Material provided section start
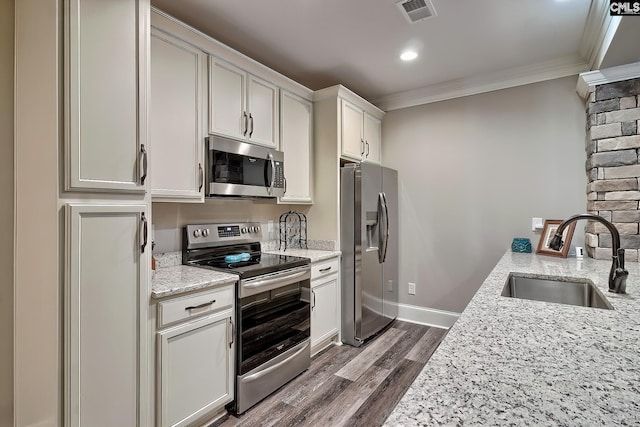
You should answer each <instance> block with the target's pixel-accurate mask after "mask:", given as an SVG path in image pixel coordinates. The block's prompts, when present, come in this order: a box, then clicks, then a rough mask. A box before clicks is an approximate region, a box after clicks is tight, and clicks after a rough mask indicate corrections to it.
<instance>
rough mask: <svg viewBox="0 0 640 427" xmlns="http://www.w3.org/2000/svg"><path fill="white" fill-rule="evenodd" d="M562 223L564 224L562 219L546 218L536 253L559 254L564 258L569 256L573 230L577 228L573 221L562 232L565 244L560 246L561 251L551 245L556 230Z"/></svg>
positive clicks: (554, 255)
mask: <svg viewBox="0 0 640 427" xmlns="http://www.w3.org/2000/svg"><path fill="white" fill-rule="evenodd" d="M560 224H562V220H560V219H546V220H545V221H544V227H543V228H542V234H540V241H539V242H538V248H537V249H536V254H539V255H549V256H557V257H562V258H566V257H567V255H568V254H569V248H570V247H571V239H572V238H573V232H574V230H575V229H576V223H575V222H573V223H571V224H569V226H568V227H567V228H565V229H564V231H563V233H562V241H563V242H564V245H563V246H562V247H561V248H560V250H559V251H556V250H553V249H551V248H550V247H549V243H550V242H551V239H552V238H553V236H555V235H556V230H557V229H558V226H559V225H560Z"/></svg>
Material provided section end
## The task
Repeat the data exactly. Pictures should not appear.

## Reply to the exercise
You should answer each <instance> block with the target's pixel-accurate mask after "mask:", given as an SVG path in image pixel coordinates. The block's prompts, when present, come in this order: a box, then clicks, then a rough mask. A box before clicks is an approximate region, a box after clicks is tight, and clicks after a rough mask indicate corrections to it.
<instance>
rough mask: <svg viewBox="0 0 640 427" xmlns="http://www.w3.org/2000/svg"><path fill="white" fill-rule="evenodd" d="M562 223L564 224L562 219L546 218L536 253L559 254L564 258L569 256L573 230L577 228L573 221L562 232L565 244L560 246L561 251L551 245L556 230Z"/></svg>
positive clicks: (554, 255)
mask: <svg viewBox="0 0 640 427" xmlns="http://www.w3.org/2000/svg"><path fill="white" fill-rule="evenodd" d="M560 224H562V220H560V219H546V220H545V221H544V227H543V228H542V234H540V241H539V242H538V248H537V249H536V254H539V255H549V256H557V257H562V258H566V257H567V255H568V254H569V248H570V247H571V239H572V238H573V232H574V230H575V229H576V223H575V222H573V223H571V224H569V226H568V227H567V228H565V229H564V231H563V233H562V241H563V242H564V245H563V246H562V247H561V248H560V250H559V251H556V250H553V249H551V248H550V247H549V243H550V242H551V239H552V238H553V236H555V235H556V230H557V229H558V226H559V225H560Z"/></svg>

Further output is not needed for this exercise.